What is asked: All of the data should be repeated exactly; pictures are not part of the copy.

Data excerpts:
□ □ □ □ □

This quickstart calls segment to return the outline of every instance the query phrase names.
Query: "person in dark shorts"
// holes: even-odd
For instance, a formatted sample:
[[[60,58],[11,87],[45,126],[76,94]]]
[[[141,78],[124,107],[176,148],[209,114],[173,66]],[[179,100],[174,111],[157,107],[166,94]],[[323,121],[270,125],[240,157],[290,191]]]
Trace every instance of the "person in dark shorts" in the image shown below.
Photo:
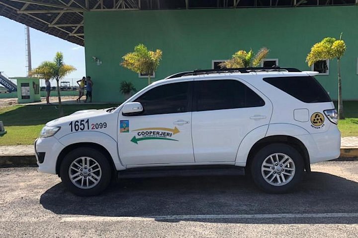
[[[76,102],[81,103],[81,98],[85,95],[85,85],[86,85],[86,77],[83,77],[82,79],[78,80],[77,84],[79,85],[79,95],[78,98],[76,99]]]
[[[86,81],[86,99],[85,100],[85,102],[92,102],[92,87],[93,87],[93,82],[90,79],[90,77],[89,76],[87,76],[87,80]],[[88,102],[89,98],[90,99],[90,102]]]
[[[45,79],[45,84],[46,85],[46,104],[51,104],[50,103],[50,93],[51,92],[51,83],[48,79]]]

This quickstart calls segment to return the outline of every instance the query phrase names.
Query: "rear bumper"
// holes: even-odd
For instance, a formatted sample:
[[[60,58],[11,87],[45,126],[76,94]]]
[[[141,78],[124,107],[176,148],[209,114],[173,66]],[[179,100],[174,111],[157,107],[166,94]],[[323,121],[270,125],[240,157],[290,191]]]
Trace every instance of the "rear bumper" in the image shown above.
[[[334,160],[341,154],[341,132],[337,125],[332,125],[323,133],[297,136],[308,151],[310,163]]]

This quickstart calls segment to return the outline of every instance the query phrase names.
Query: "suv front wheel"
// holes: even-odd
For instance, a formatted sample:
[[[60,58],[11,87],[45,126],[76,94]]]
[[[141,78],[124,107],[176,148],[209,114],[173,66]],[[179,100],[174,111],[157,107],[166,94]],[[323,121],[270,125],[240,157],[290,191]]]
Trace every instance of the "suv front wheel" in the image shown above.
[[[261,149],[254,157],[251,173],[261,189],[269,193],[290,191],[302,179],[303,159],[293,147],[272,144]]]
[[[79,196],[94,196],[109,184],[111,169],[105,157],[89,147],[76,149],[64,158],[60,168],[62,182]]]

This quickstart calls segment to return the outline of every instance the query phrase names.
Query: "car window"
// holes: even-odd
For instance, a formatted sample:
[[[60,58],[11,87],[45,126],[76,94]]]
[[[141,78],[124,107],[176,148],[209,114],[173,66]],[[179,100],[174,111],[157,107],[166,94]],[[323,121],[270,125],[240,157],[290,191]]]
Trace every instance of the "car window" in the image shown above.
[[[332,100],[326,90],[311,76],[264,78],[264,81],[305,103]]]
[[[265,102],[255,92],[235,80],[195,81],[197,111],[261,107]]]
[[[141,103],[143,112],[139,116],[185,113],[189,111],[190,82],[159,86],[139,96],[134,102]]]

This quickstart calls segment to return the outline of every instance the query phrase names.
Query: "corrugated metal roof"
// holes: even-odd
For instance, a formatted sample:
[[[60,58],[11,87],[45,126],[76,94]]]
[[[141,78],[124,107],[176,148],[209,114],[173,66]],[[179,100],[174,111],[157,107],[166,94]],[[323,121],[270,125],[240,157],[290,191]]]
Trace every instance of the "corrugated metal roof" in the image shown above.
[[[358,4],[358,0],[0,0],[0,15],[84,46],[85,11],[355,4]]]

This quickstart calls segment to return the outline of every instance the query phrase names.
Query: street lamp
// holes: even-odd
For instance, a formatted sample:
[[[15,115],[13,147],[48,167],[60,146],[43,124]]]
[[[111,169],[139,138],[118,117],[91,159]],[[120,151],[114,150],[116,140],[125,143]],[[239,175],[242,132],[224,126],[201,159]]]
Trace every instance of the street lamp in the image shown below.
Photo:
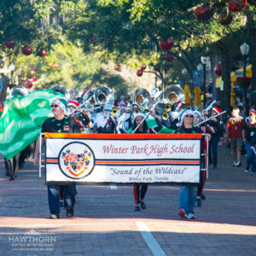
[[[203,80],[203,95],[204,95],[204,102],[203,102],[203,107],[206,108],[206,85],[207,85],[207,57],[201,56],[201,62],[203,66],[203,75],[204,75],[204,80]]]
[[[12,84],[14,84],[14,81],[13,81],[13,75],[14,75],[14,71],[15,70],[15,67],[16,67],[16,66],[15,66],[14,63],[11,63],[11,64],[9,65],[9,70],[10,70],[10,72],[11,72],[11,82],[12,82]]]
[[[247,76],[247,59],[248,56],[248,53],[249,53],[249,49],[250,49],[250,46],[247,44],[247,43],[243,43],[241,46],[240,46],[240,50],[241,53],[242,55],[242,76],[244,78],[246,78]],[[243,89],[243,99],[245,101],[246,98],[246,89]]]
[[[184,84],[184,87],[185,87],[185,85],[186,85],[186,75],[187,75],[187,73],[188,73],[188,70],[187,70],[187,68],[183,68],[183,70],[182,70],[182,74],[183,74],[183,84]]]

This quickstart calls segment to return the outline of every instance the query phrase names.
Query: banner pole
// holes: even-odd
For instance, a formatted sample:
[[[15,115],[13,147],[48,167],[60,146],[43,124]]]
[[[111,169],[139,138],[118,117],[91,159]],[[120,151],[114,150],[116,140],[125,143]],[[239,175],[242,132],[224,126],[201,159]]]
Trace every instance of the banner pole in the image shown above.
[[[40,138],[39,138],[39,177],[41,177],[41,162],[42,162],[42,159],[41,159],[41,154],[42,154],[42,133],[40,132]]]

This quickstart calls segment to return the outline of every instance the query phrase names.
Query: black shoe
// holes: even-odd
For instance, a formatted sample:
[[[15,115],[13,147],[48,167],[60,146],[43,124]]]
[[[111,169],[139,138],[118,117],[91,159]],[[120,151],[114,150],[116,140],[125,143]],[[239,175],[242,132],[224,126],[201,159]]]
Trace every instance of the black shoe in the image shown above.
[[[60,200],[60,207],[64,207],[63,200]]]
[[[201,207],[202,206],[201,198],[197,198],[196,202],[197,202],[197,207]]]
[[[60,218],[60,214],[56,212],[50,213],[49,218]]]
[[[141,207],[139,206],[135,206],[134,211],[139,212],[141,210]]]
[[[239,167],[241,166],[241,162],[237,162],[236,166]]]
[[[205,194],[201,194],[201,200],[206,200],[207,199],[207,196],[205,195]]]
[[[67,215],[67,217],[73,217],[73,209],[67,208],[66,215]]]
[[[144,203],[143,201],[141,201],[140,204],[141,204],[142,209],[145,210],[147,208],[146,204]]]

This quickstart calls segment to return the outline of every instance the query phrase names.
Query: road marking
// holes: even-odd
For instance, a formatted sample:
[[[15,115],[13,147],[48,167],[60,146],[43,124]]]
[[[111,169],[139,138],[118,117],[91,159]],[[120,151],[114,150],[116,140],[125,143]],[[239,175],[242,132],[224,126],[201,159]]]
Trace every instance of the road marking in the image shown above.
[[[143,221],[135,222],[137,227],[141,232],[146,244],[154,256],[166,256],[166,253],[163,251],[161,247],[159,245],[155,238],[151,234],[148,227]]]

□ □ □ □ □

Solution to this task:
This quickstart calls segment to return the outline of every instance the query phrase names.
Query: "person in dark shorts"
// holes: even-odd
For instance, a formatted sample:
[[[60,58],[11,87],[45,126],[76,94]]]
[[[141,78],[124,107],[176,148],[209,114],[173,66]],[[179,100],[174,111],[157,107],[166,94]],[[323,121],[270,125],[240,157],[290,191]]]
Trace every instance of the "person in dark shorts" in the image shown below.
Photo:
[[[76,102],[81,103],[81,98],[85,95],[85,85],[86,85],[86,77],[83,77],[82,79],[78,80],[77,84],[79,85],[79,95],[78,98],[76,99]]]
[[[86,81],[86,99],[85,100],[85,102],[92,102],[92,87],[93,87],[93,82],[90,79],[90,77],[89,76],[87,76],[87,80]],[[88,102],[89,98],[90,99],[90,102]]]
[[[45,79],[45,84],[46,85],[46,104],[51,104],[50,103],[50,93],[51,92],[51,83],[48,79]]]

This quickstart calls segment to return the outline of every instance the query phrase names.
Query: "rear bumper"
// holes: even-odd
For instance, a formatted sample:
[[[60,58],[11,87],[45,126],[76,94]]]
[[[141,78],[124,107],[176,148],[209,114],[173,66]],[[179,100],[174,111],[157,107],[166,94]],[[323,121],[270,125],[240,157],[290,191]]]
Trace every instance of the "rear bumper" in the image shown above.
[[[334,160],[341,154],[341,132],[337,125],[332,125],[323,133],[297,136],[308,151],[310,163]]]

This quickstart calls segment to return the outline of every instance the query phrase names.
Query: "suv front wheel"
// holes: even-odd
For instance, a formatted sample:
[[[60,58],[11,87],[45,126],[76,94]]]
[[[141,78],[124,107],[176,148],[209,114],[173,66]],[[179,100],[174,111],[157,107],[166,94]],[[323,121],[270,125],[240,157],[290,191]]]
Trace every instance of the "suv front wheel" in the image shown above.
[[[261,149],[254,157],[251,173],[261,189],[269,193],[290,191],[302,179],[303,159],[293,147],[272,144]]]
[[[79,196],[94,196],[109,184],[111,169],[105,157],[89,147],[76,149],[64,158],[60,168],[62,182]]]

This quickstart calls segment to return the outline of every instance the query phrase names.
Query: "car window"
// holes: even-odd
For instance, a formatted sample:
[[[60,58],[11,87],[45,126],[76,94]]]
[[[141,78],[124,107],[176,148],[209,114],[173,66]],[[179,100],[174,111],[157,107],[166,94]],[[323,121],[270,125],[240,157],[290,191]]]
Trace every instance of the "car window" in the image shown above.
[[[332,100],[326,90],[311,76],[264,78],[264,81],[305,103]]]
[[[265,102],[255,92],[235,80],[195,81],[197,111],[261,107]]]
[[[141,103],[143,112],[139,116],[185,113],[189,111],[190,82],[159,86],[139,96],[134,102]]]

This quickstart calls segment to return the outline of every instance the query phrase names.
Query: "corrugated metal roof"
// holes: even-odd
For instance, a formatted sample:
[[[60,58],[11,87],[45,126],[76,94]]]
[[[141,78],[124,107],[176,148],[209,114],[173,66]],[[179,100],[174,111],[157,107],[166,94]],[[323,121],[270,125],[240,157],[290,191]]]
Trace every instance of the "corrugated metal roof" in the image shown above.
[[[358,4],[358,0],[0,0],[0,15],[84,46],[85,11],[355,4]]]

This quickstart calls segment to return the outline of every instance the query phrase names.
Query: street lamp
// holes: even-odd
For instance, a formatted sample:
[[[15,115],[13,147],[48,167],[60,146],[43,124]]]
[[[111,169],[139,138],[118,117],[91,159]],[[120,151],[114,150],[116,140],[125,143]],[[239,175],[242,132],[224,126],[201,159]]]
Trace every instance of the street lamp in the image shown below.
Photo:
[[[203,80],[203,95],[204,95],[204,102],[203,102],[203,107],[206,108],[206,85],[207,85],[207,57],[201,56],[201,62],[203,66],[203,75],[204,75],[204,80]]]
[[[12,84],[14,84],[14,81],[13,81],[13,75],[14,75],[14,71],[15,70],[15,67],[16,67],[16,66],[15,66],[14,63],[11,63],[11,64],[9,65],[9,70],[10,70],[10,72],[11,72],[11,82],[12,82]]]
[[[247,76],[247,59],[248,56],[248,53],[249,53],[249,49],[250,49],[250,46],[247,44],[247,43],[243,43],[241,46],[240,46],[240,50],[241,53],[242,55],[242,76],[244,78],[246,78]],[[243,89],[243,99],[245,101],[246,98],[246,89]]]
[[[184,84],[184,87],[185,87],[185,85],[186,85],[186,75],[187,75],[187,73],[188,73],[188,70],[187,70],[187,68],[183,68],[183,70],[182,70],[182,74],[183,74],[183,84]]]

This quickstart calls segment to return the outline of every instance the query phrase names.
Query: banner pole
// holes: even-odd
For instance, a formatted sample:
[[[15,115],[13,147],[48,167],[60,146],[43,124]]]
[[[111,169],[139,138],[118,117],[91,159]],[[120,151],[114,150],[116,140],[125,143]],[[239,175],[242,132],[224,126],[201,159]]]
Trace every instance of the banner pole in the image shown above.
[[[40,138],[39,138],[39,177],[41,177],[41,162],[42,162],[42,159],[41,159],[41,154],[42,154],[42,133],[40,132]]]

This quickstart calls segment to return the outline of every instance the query phrase names.
Query: black shoe
// holes: even-odd
For instance, a formatted sample:
[[[15,115],[13,147],[48,167],[60,146],[43,124]]]
[[[111,169],[139,138],[118,117],[91,159]],[[120,151],[114,150],[116,140],[125,143]],[[239,175],[242,132],[224,126],[201,159]]]
Trace every instance of the black shoe in the image shown above.
[[[60,200],[60,207],[64,207],[63,200]]]
[[[201,207],[202,206],[201,198],[197,198],[196,202],[197,202],[197,207]]]
[[[60,218],[60,214],[56,212],[50,213],[49,218]]]
[[[141,207],[139,206],[135,206],[134,211],[139,212],[141,210]]]
[[[239,167],[241,166],[241,162],[237,162],[236,166]]]
[[[205,194],[201,194],[201,200],[206,200],[207,199],[207,196],[205,195]]]
[[[67,215],[67,217],[73,217],[73,209],[67,208],[66,215]]]
[[[144,203],[143,201],[141,201],[140,204],[141,204],[142,209],[145,210],[147,208],[146,204]]]

This quickstart calls segment to return the outline of every instance the query phrase names.
Query: road marking
// holes: even-odd
For instance, a formatted sample:
[[[15,115],[13,147],[48,167],[60,146],[43,124]]]
[[[111,169],[139,138],[118,117],[91,159]],[[120,151],[114,150],[116,140],[125,143]],[[239,175],[242,132],[224,126],[201,159]]]
Trace every instance of the road marking in the image shown above.
[[[143,221],[135,222],[137,227],[141,232],[146,244],[154,256],[166,256],[166,253],[163,251],[161,247],[159,245],[155,238],[151,234],[148,227]]]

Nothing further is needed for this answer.